▸ Provided text:
Markus Hilpert, an associate professor of environmental health sciences at Columbia University’s Mailman School of Public Health, is collaborating with Lamont-Doherty on developing a drone to measure air pollution emitted by industrial smokestacks. Most air pollution data comes from ground measurements, but drones will enable the scientists to gather data about pollution at different altitudes to study how pollutants disperse in the environment. Without a drone, it would be difficult and dangerous to gather this kind of information.
At the University of Nebraska, the NIMBUS (Nebraska Intelligent MoBile Unmanned Systems) Lab is developing a variety of capabilities for drones. Prescribed fires, traditionally done by hand or helicopter, help eradicate invasive species and control wildfires by safely getting rid of excess vegetation that might otherwise catch fire. NIMBUS has developed a drone that drops ping-pong ball-sized fireball igniters. As the drone flies, the balls of ignition material are injected with alcohol then dropped to the ground. Seconds later, they burst into flames. They can be dropped in a straight line or in a particular pattern in areas that might be too dangerous or difficult to access in other ways.
NIMBUS has also developed drones that can measure the height of crops, which allow scientists to study crop health and reaction to environmental factors. Flying close to crops, the drone uses a 2-D laser scanner to estimate crop height. Scientists here are also developing a drone that can pick leaves off crops so that they can be analyzed for crop health or to determine the identity of a weed.
The Nebraska lab’s drone-mounted water sampling system can monitor water quality, locate toxic algae and find invasive species in hard to access areas. The drone uses a one-meter long tube to suck up water as it flies over the water body. The water is stored in vials on the drone and is measured for temperature and salinity. Some day drones could potentially carry miniaturized genetic sequencing instruments that would enable them to analyze the DNA in the samples to identify disease, and endangered or invasive species.
NIMBUS is also working on a drone that can fly to a remote sensor, determine if its battery needs to be recharged and wirelessly recharge it. Since drones could do this repeatedly, they can keep all sensors operating continuously so no data is lost. Scientists are also exploring a drone that can retrieve data from underwater ocean sensors that are able to surface.

▸ Data to examine:
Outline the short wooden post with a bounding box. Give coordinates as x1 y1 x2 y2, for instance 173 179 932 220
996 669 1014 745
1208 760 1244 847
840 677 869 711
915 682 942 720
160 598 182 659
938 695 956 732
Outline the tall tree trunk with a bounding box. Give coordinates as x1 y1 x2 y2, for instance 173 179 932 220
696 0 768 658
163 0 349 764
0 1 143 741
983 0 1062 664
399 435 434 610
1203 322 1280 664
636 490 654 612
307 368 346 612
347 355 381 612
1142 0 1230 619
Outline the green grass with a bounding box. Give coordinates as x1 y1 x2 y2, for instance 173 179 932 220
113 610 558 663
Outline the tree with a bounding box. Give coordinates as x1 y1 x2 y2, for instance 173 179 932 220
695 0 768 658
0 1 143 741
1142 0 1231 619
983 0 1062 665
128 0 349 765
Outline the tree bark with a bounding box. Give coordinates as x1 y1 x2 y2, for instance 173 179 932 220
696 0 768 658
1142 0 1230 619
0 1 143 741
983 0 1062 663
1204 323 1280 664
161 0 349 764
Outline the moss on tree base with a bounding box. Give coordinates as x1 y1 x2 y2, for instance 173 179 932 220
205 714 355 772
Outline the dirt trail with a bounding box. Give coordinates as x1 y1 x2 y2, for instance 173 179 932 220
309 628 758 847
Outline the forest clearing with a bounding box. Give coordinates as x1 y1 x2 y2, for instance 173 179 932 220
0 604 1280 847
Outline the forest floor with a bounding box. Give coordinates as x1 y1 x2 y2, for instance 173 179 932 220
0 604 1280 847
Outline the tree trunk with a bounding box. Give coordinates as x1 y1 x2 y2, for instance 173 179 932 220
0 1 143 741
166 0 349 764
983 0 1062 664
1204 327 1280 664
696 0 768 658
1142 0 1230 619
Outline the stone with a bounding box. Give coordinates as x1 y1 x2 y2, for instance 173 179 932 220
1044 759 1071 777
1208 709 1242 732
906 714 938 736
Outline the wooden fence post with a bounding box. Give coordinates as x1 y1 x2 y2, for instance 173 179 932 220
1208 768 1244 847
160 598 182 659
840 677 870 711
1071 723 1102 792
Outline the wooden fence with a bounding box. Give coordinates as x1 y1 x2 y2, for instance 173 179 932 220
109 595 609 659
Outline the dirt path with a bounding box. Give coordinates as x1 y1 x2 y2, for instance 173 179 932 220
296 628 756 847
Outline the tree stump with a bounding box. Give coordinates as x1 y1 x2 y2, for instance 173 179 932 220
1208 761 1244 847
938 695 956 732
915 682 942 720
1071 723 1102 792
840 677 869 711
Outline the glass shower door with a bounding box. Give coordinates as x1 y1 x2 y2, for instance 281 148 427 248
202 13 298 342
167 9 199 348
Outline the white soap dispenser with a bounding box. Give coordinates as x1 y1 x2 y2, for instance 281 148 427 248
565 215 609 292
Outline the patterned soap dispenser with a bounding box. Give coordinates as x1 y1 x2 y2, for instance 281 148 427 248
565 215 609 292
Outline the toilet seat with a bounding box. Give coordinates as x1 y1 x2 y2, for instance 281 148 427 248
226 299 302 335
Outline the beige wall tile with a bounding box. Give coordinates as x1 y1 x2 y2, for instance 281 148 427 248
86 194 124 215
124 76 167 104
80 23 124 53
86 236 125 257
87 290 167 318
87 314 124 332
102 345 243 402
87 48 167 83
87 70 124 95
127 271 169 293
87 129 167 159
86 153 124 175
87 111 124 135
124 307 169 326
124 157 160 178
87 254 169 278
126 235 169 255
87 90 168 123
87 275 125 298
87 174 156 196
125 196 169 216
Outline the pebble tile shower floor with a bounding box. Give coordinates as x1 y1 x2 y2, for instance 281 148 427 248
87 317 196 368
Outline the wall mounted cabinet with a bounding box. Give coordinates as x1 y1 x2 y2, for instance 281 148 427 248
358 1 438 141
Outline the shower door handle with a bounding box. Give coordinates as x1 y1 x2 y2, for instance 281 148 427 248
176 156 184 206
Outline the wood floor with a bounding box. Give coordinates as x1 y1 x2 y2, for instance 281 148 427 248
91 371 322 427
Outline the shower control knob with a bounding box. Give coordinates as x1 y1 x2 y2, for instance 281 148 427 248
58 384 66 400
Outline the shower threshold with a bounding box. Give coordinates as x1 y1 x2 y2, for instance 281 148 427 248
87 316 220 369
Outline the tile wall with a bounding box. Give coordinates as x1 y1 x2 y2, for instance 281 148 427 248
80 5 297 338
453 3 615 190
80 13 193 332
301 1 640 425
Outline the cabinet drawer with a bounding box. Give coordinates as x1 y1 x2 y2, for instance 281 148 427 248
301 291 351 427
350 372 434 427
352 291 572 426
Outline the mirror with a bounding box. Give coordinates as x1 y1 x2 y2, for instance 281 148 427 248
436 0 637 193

▸ Instructions for the task: Go on with the text about research drones, starting after its last sentence. The data that comes after the text is from a different source.

▸ Expected answer:
Like the NIMBUS scientists, Zappa is a pioneer pushing the boundaries of drone capabilities. He would one day like drones to be able to fly over the ocean and measure atmospheric gases with precision. He dreams of fleets of drones with different payloads flying in formation, and he has a vision for a hybrid system combining a drone with an underwater vehicle that could fly, land on the ocean, become a submersible and sample underwater, then surface, take off and sample the atmosphere.
Drones are constantly being improved—being made smaller, cheaper and more capable. But while they have tremendous potential for scientific research, they have some drawbacks. Smaller ones cannot fly out of the controller’s line of sight, limiting the size of the area that can be studied. Larger ones need a lot of people to run them and serious technical expertise to fly them. There is also the risk of losing a drone through accidents. And because drone use in science is still in its infancy, scientists are building the guidelines as they go, finding their way programmatically, with funding agencies and with restrictions on flying them.
“What’s beautiful about drones is they do provide a new territory for making measurements which was not possible before,” said Zappa. “But you still want to use the best possible instrument and platform for whatever experiment you’re doing…. sometimes it would be the UAV, sometimes not…You want to identify the tool that’s most useful for your science goal.”